──────── Data for this task

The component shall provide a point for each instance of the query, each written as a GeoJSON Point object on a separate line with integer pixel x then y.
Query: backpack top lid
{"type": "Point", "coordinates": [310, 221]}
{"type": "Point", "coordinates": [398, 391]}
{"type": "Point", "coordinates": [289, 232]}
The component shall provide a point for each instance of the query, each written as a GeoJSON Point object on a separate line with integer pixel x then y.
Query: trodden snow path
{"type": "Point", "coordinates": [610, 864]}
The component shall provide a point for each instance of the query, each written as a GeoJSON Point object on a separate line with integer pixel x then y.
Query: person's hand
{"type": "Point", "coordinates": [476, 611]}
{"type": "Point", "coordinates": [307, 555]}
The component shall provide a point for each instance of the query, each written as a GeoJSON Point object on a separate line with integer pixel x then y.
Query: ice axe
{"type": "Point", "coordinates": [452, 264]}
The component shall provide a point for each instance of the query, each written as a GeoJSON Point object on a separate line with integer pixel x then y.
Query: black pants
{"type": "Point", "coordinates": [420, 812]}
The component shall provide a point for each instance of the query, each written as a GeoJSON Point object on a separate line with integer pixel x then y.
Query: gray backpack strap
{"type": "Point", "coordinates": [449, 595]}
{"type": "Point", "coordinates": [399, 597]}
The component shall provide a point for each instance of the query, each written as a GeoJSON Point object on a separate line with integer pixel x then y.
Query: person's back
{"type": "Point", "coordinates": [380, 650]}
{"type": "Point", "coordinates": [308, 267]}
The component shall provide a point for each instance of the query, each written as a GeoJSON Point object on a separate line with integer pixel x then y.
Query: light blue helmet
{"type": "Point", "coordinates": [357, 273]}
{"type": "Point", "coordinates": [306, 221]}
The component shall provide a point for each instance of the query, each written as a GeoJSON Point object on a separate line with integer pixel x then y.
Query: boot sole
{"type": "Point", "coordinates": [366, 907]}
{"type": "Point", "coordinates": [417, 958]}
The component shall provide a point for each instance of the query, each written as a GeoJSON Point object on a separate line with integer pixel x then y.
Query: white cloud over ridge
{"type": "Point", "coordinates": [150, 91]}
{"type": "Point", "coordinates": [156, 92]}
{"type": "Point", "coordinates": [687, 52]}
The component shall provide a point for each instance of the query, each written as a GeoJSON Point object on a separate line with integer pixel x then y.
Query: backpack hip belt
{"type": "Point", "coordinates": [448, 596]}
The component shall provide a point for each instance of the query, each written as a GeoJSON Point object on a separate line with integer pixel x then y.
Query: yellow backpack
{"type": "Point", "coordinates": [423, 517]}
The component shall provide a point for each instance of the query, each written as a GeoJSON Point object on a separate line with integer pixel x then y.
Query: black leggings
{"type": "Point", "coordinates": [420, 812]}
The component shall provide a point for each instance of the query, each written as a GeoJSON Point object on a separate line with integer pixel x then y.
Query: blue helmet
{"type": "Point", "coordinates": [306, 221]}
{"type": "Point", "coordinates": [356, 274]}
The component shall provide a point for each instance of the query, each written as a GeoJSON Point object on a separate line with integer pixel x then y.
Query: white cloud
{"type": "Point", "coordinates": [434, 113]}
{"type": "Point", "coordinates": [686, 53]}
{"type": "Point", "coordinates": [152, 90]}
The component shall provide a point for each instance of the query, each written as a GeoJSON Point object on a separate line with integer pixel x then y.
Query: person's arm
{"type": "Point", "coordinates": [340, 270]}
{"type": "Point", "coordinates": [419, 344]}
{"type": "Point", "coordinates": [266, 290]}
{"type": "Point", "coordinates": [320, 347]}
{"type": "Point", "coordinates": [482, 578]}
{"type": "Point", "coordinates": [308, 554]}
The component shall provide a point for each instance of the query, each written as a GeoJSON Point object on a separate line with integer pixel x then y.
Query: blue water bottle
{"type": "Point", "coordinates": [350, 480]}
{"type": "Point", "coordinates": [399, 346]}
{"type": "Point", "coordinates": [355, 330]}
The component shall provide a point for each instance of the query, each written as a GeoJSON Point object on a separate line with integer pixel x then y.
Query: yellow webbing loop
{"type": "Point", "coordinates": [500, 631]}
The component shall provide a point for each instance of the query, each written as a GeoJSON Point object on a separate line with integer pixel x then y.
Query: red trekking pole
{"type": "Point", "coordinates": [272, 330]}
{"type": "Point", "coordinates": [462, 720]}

────────────────

> **Request**
Write out the entries in full, exactly as given.

> **Answer in full**
The component shall provide a point for each instance of the query, each written as a GeoJSON Point object on a separate line with integer pixel x then y.
Query: backpack top lid
{"type": "Point", "coordinates": [310, 221]}
{"type": "Point", "coordinates": [398, 391]}
{"type": "Point", "coordinates": [289, 232]}
The component shall provide a point for each instance of the query, each written as a GeoJSON Point object on a separate line with integer pixel x then y.
Query: trodden snow path
{"type": "Point", "coordinates": [610, 864]}
The component shall provide a point for each instance of the query, each written as a GeoJSON Point object on a separate line with integer pixel x then y.
Query: person's hand
{"type": "Point", "coordinates": [476, 611]}
{"type": "Point", "coordinates": [307, 555]}
The component shall provide a point for each instance of the query, each written as a GeoJSON Point object on a separate line with integer pixel x then y.
Query: ice axe
{"type": "Point", "coordinates": [452, 264]}
The component shall provide a point for each instance of the query, each written as a GeoJSON Point object on a separate line with integer pixel x then y.
Query: black pants
{"type": "Point", "coordinates": [420, 812]}
The component shall provide a point for each instance of the query, each written as a GeoJSON Point object on a separate line with integer pixel x then y.
Query: gray backpack strap
{"type": "Point", "coordinates": [449, 595]}
{"type": "Point", "coordinates": [399, 597]}
The component shall provide a point for each instance of the query, each written as a GeoJSON Point object on a separate line with integer pixel x then y.
Query: person's back
{"type": "Point", "coordinates": [380, 650]}
{"type": "Point", "coordinates": [308, 267]}
The component shall provide a point for each instance of the query, each written as a GeoJSON Point object on a separate line with integer pixel x then y.
Query: light blue helmet
{"type": "Point", "coordinates": [357, 273]}
{"type": "Point", "coordinates": [306, 221]}
The component shall provide a point for each instance of the query, each written as a GeoJSON Point object on a separate line with integer pixel x then y.
Query: boot sole
{"type": "Point", "coordinates": [366, 907]}
{"type": "Point", "coordinates": [417, 958]}
The component shall provide a point for each instance of the query, each written as a GeoJSON Point object on a separate line with integer pixel x then y.
Query: white cloud over ridge
{"type": "Point", "coordinates": [150, 91]}
{"type": "Point", "coordinates": [156, 92]}
{"type": "Point", "coordinates": [687, 52]}
The component shall provide a point for each instance of the query, each written as a GeoJSON Point object on a separate line with integer pixel x then y.
Query: backpack hip belt
{"type": "Point", "coordinates": [448, 596]}
The component shall provide a point for each instance of the query, each written as a GeoJSON Point object on a separate line with integer pixel x then y.
Query: yellow backpack
{"type": "Point", "coordinates": [423, 517]}
The component shall provide a point for each instance of the query, each written as a GeoJSON Point object on a separate line with integer pixel x then y.
Query: black leggings
{"type": "Point", "coordinates": [420, 812]}
The component shall provide a point for each instance of the query, each written as a GeoJSON Point object on a separate line with integer pixel x then y.
Query: blue helmet
{"type": "Point", "coordinates": [306, 221]}
{"type": "Point", "coordinates": [356, 274]}
The component shall provide a point for each instance of the query, each written as a GeoJSON Point object on a separate line with integer pixel x then y.
Query: white cloud
{"type": "Point", "coordinates": [434, 113]}
{"type": "Point", "coordinates": [686, 53]}
{"type": "Point", "coordinates": [152, 90]}
The component shall provide a point for each instance of the query, each written as a GeoJSON Point object on a separate line with integer pixel x then y.
Query: person's arm
{"type": "Point", "coordinates": [340, 270]}
{"type": "Point", "coordinates": [419, 344]}
{"type": "Point", "coordinates": [266, 290]}
{"type": "Point", "coordinates": [320, 347]}
{"type": "Point", "coordinates": [482, 578]}
{"type": "Point", "coordinates": [308, 554]}
The component shall provide a point for each instance of the query, each written as a GeoJSON Point object on a separate line with integer pixel x then y.
Query: blue water bottle
{"type": "Point", "coordinates": [350, 480]}
{"type": "Point", "coordinates": [399, 346]}
{"type": "Point", "coordinates": [355, 330]}
The component shall provide a point for each instance of the query, each written as a GeoJSON Point object on a separate line with integer pixel x then y.
Query: yellow webbing loop
{"type": "Point", "coordinates": [500, 631]}
The component shall provide a point for each instance of the query, each written as a GeoJSON Point object on a separate line with integer pixel x then y.
Query: red trekking pole
{"type": "Point", "coordinates": [272, 330]}
{"type": "Point", "coordinates": [462, 720]}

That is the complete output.